• **WORK TO BE COMPLETED**: Put every line of the data below into a Markdown table with the columns Row and Line, numbering the rows and skipping blank lines. Leave the pictures out of the table.

• **LISTING**:
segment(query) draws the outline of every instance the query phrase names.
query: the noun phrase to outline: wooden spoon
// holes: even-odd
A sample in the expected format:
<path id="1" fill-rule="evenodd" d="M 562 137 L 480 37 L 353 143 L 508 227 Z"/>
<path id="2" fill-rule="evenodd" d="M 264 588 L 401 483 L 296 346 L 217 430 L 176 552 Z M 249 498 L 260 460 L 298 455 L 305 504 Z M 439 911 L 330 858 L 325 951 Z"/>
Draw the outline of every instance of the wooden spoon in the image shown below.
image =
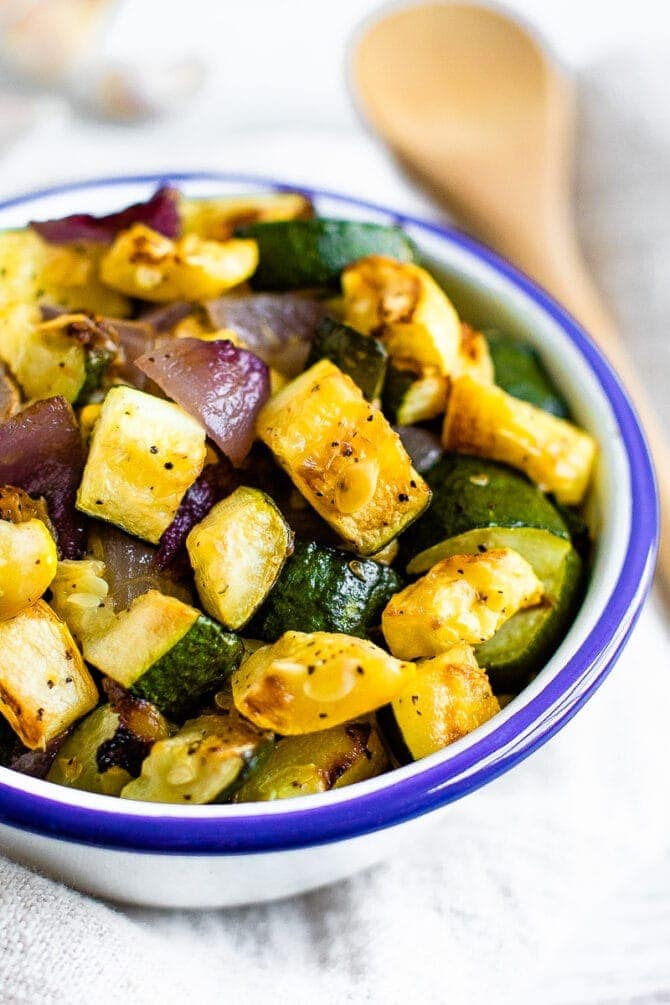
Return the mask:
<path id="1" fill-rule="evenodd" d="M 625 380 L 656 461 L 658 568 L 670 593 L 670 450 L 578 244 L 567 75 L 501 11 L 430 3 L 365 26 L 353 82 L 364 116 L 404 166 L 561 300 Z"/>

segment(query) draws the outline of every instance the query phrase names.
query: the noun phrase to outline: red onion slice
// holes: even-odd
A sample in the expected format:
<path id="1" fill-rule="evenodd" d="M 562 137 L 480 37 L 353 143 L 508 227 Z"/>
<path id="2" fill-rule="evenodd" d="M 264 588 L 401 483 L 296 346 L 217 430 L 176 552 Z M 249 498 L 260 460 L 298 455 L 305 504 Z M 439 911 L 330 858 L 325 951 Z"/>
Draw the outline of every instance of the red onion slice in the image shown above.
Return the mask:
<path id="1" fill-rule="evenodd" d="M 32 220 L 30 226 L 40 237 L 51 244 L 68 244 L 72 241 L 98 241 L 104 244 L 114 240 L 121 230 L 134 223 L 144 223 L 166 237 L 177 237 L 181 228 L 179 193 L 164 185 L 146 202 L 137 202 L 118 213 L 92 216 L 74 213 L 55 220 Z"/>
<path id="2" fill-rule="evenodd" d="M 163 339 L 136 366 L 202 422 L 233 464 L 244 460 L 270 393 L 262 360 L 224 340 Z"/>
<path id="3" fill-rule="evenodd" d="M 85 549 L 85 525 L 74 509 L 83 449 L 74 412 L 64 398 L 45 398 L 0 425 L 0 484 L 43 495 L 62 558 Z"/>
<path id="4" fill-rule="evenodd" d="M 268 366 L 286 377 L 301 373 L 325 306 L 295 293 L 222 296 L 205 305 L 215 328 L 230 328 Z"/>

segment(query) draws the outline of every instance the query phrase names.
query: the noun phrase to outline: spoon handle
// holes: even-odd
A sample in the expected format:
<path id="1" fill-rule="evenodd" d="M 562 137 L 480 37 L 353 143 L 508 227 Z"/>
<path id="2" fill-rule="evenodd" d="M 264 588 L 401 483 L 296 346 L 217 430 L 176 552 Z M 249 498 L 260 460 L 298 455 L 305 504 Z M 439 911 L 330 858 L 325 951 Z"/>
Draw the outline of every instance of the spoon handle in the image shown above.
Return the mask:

• **COMPLETE RESPONSE**:
| Row | Line |
|---|---|
| 1 | segment(query) draws the outline of every instance the query phrase names. |
| 2 | query: the noun phrase to outline: wooden spoon |
| 3 | // holes: even-odd |
| 4 | A sample in the expected format: |
| 5 | <path id="1" fill-rule="evenodd" d="M 562 137 L 480 37 L 353 143 L 508 227 Z"/> |
| 6 | <path id="2" fill-rule="evenodd" d="M 264 588 L 401 483 L 296 346 L 217 430 L 176 552 Z M 249 498 L 260 460 L 298 455 L 305 504 Z M 439 911 L 330 858 L 325 951 Z"/> |
| 7 | Draw the outline of every instance of the wooden spoon in the image shown below. |
| 8 | image = |
| 9 | Return the mask: |
| 10 | <path id="1" fill-rule="evenodd" d="M 625 380 L 656 461 L 658 568 L 670 593 L 670 450 L 578 244 L 567 75 L 501 11 L 430 3 L 365 26 L 353 82 L 364 116 L 404 166 L 561 300 Z"/> |
| 11 | segment(query) draws the outline of every instance the query phrase names. |
| 12 | query: the noun phrase to outline: red onion slice |
| 13 | // holes: even-odd |
| 14 | A sample in the expected format: |
| 15 | <path id="1" fill-rule="evenodd" d="M 562 137 L 480 37 L 353 143 L 508 227 Z"/> |
| 16 | <path id="2" fill-rule="evenodd" d="M 264 588 L 401 483 L 296 346 L 217 430 L 176 552 Z M 249 498 L 260 460 L 298 455 L 305 504 Z M 439 911 L 330 858 L 325 951 Z"/> |
| 17 | Draw the outline of every instance of the red onion slice in the image shown above. |
| 18 | Return the mask: |
| 19 | <path id="1" fill-rule="evenodd" d="M 32 220 L 30 226 L 40 237 L 51 244 L 68 244 L 72 241 L 98 241 L 104 244 L 114 240 L 121 230 L 134 223 L 144 223 L 166 237 L 177 237 L 181 228 L 179 193 L 164 185 L 146 202 L 137 202 L 118 213 L 92 216 L 74 213 L 55 220 Z"/> |
| 20 | <path id="2" fill-rule="evenodd" d="M 163 339 L 136 366 L 202 422 L 233 464 L 244 460 L 270 393 L 262 360 L 224 340 Z"/> |
| 21 | <path id="3" fill-rule="evenodd" d="M 85 549 L 85 525 L 74 509 L 83 449 L 74 412 L 64 398 L 45 398 L 0 425 L 0 484 L 43 495 L 62 558 Z"/> |
| 22 | <path id="4" fill-rule="evenodd" d="M 268 366 L 286 377 L 301 373 L 325 306 L 295 293 L 222 296 L 205 305 L 215 328 L 230 328 Z"/> |
| 23 | segment(query) draws the outline of every instance the query phrase names. |
| 24 | query: the noun phrase to outline: spoon handle |
| 25 | // holes: even-odd |
| 26 | A sample in the expected format: |
| 27 | <path id="1" fill-rule="evenodd" d="M 562 137 L 480 37 L 353 143 L 508 227 Z"/> |
| 28 | <path id="2" fill-rule="evenodd" d="M 264 588 L 401 483 L 296 346 L 217 430 L 176 552 Z M 249 498 L 260 460 L 298 455 L 305 504 Z M 439 911 L 330 858 L 325 951 Z"/> |
| 29 | Draw the outline of every instance of the spoon handle in the image shown above. |
| 30 | Return the mask: |